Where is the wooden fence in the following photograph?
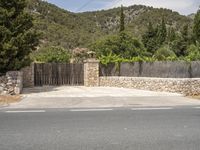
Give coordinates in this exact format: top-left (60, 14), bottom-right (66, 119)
top-left (34, 63), bottom-right (84, 86)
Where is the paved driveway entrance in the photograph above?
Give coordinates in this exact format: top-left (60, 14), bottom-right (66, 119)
top-left (2, 86), bottom-right (200, 109)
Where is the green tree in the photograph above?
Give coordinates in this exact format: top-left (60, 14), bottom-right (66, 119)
top-left (167, 27), bottom-right (176, 43)
top-left (154, 45), bottom-right (176, 61)
top-left (91, 32), bottom-right (146, 58)
top-left (32, 46), bottom-right (71, 63)
top-left (120, 5), bottom-right (125, 32)
top-left (0, 0), bottom-right (39, 72)
top-left (193, 9), bottom-right (200, 42)
top-left (186, 42), bottom-right (200, 61)
top-left (142, 22), bottom-right (158, 55)
top-left (171, 24), bottom-right (190, 57)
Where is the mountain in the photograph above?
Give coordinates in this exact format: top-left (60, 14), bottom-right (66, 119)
top-left (188, 13), bottom-right (196, 19)
top-left (27, 0), bottom-right (192, 49)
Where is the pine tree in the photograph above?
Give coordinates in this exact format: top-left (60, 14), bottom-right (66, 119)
top-left (167, 27), bottom-right (176, 43)
top-left (120, 6), bottom-right (125, 32)
top-left (142, 22), bottom-right (158, 55)
top-left (193, 8), bottom-right (200, 42)
top-left (157, 18), bottom-right (167, 45)
top-left (0, 0), bottom-right (39, 72)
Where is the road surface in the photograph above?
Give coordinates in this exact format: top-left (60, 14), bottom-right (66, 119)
top-left (0, 106), bottom-right (200, 150)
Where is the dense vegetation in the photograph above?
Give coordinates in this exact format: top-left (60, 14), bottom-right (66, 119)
top-left (28, 0), bottom-right (192, 49)
top-left (0, 0), bottom-right (39, 72)
top-left (91, 9), bottom-right (200, 64)
top-left (0, 0), bottom-right (200, 71)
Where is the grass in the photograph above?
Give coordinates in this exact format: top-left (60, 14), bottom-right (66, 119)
top-left (0, 95), bottom-right (21, 105)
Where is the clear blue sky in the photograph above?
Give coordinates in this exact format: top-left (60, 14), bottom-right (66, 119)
top-left (47, 0), bottom-right (200, 15)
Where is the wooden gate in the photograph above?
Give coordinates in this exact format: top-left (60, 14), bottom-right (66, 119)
top-left (34, 63), bottom-right (84, 86)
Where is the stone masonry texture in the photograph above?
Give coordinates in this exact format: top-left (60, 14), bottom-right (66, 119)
top-left (0, 71), bottom-right (23, 95)
top-left (100, 77), bottom-right (200, 96)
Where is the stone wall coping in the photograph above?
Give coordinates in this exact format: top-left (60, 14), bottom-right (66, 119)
top-left (100, 76), bottom-right (200, 80)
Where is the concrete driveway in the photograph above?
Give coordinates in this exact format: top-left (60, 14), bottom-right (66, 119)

* * * * *

(Work to do):
Please reproduce the material above starting at the line that has "Where is the concrete" and ending after the last line, swapping "concrete driveway" for "gravel driveway" and leaving everything else unchanged.

(Finished answer):
Where is the gravel driveway in the photograph above?
Give coordinates in this exact format: top-left (60, 14), bottom-right (66, 119)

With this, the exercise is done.